Copy out the lines of the records word for word, starting with the line that contains "On this screenshot, the white bucket" and continuing through the line that contains "[262,664,473,800]".
# # # # #
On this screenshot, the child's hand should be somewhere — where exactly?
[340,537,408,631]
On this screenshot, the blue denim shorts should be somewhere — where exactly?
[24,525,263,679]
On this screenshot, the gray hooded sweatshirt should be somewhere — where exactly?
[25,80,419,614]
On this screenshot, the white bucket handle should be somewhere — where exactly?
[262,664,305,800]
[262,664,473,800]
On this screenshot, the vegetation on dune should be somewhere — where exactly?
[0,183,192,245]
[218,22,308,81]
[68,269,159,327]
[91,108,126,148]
# # # # #
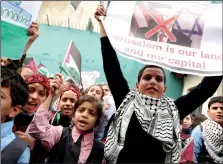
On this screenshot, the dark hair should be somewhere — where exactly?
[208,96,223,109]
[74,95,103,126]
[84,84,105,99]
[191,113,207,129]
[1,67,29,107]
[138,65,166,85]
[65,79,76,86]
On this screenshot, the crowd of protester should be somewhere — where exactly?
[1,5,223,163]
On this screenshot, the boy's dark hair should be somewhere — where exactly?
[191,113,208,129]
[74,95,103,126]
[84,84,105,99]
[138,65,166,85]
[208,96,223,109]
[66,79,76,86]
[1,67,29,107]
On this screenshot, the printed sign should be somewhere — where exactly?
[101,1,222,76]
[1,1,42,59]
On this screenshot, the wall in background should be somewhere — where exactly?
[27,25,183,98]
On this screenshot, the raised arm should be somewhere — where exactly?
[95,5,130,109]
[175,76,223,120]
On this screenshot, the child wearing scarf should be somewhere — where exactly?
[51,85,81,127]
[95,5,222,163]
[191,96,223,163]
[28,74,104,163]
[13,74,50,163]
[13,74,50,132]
# # # # #
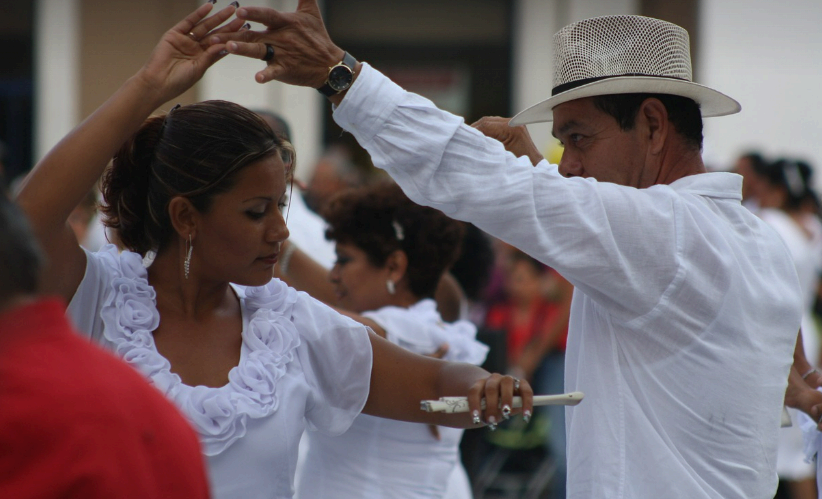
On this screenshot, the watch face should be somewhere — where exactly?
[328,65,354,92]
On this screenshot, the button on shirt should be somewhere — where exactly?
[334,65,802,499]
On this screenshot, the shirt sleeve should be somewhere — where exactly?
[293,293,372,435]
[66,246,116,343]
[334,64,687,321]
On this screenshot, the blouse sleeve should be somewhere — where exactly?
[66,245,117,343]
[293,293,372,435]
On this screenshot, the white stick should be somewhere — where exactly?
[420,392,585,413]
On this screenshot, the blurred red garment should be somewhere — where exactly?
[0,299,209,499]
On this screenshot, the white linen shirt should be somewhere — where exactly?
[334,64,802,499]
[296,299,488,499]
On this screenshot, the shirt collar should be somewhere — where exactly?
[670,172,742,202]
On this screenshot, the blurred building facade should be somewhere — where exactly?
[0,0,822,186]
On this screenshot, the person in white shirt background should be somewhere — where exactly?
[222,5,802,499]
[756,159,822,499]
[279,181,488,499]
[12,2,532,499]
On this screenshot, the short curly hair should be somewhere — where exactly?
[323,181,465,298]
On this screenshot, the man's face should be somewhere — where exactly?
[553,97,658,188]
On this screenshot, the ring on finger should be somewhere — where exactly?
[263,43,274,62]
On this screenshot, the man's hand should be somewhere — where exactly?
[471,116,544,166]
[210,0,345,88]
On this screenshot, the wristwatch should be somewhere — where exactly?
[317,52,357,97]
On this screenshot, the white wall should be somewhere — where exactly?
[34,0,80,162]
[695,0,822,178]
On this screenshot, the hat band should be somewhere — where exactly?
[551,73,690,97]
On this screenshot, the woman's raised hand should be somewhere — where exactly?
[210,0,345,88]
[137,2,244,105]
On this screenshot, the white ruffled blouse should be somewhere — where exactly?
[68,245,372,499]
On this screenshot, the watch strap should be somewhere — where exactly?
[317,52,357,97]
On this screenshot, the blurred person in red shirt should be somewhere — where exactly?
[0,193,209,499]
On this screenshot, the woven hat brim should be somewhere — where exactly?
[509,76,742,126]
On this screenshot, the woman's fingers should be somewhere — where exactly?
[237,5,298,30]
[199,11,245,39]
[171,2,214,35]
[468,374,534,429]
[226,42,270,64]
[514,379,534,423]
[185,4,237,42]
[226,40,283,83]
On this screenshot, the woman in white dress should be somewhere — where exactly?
# # # # #
WRITTEN REPLY:
On this screenshot, the white bucket handle should be somewhere — where exactly?
[262,664,305,800]
[262,664,473,800]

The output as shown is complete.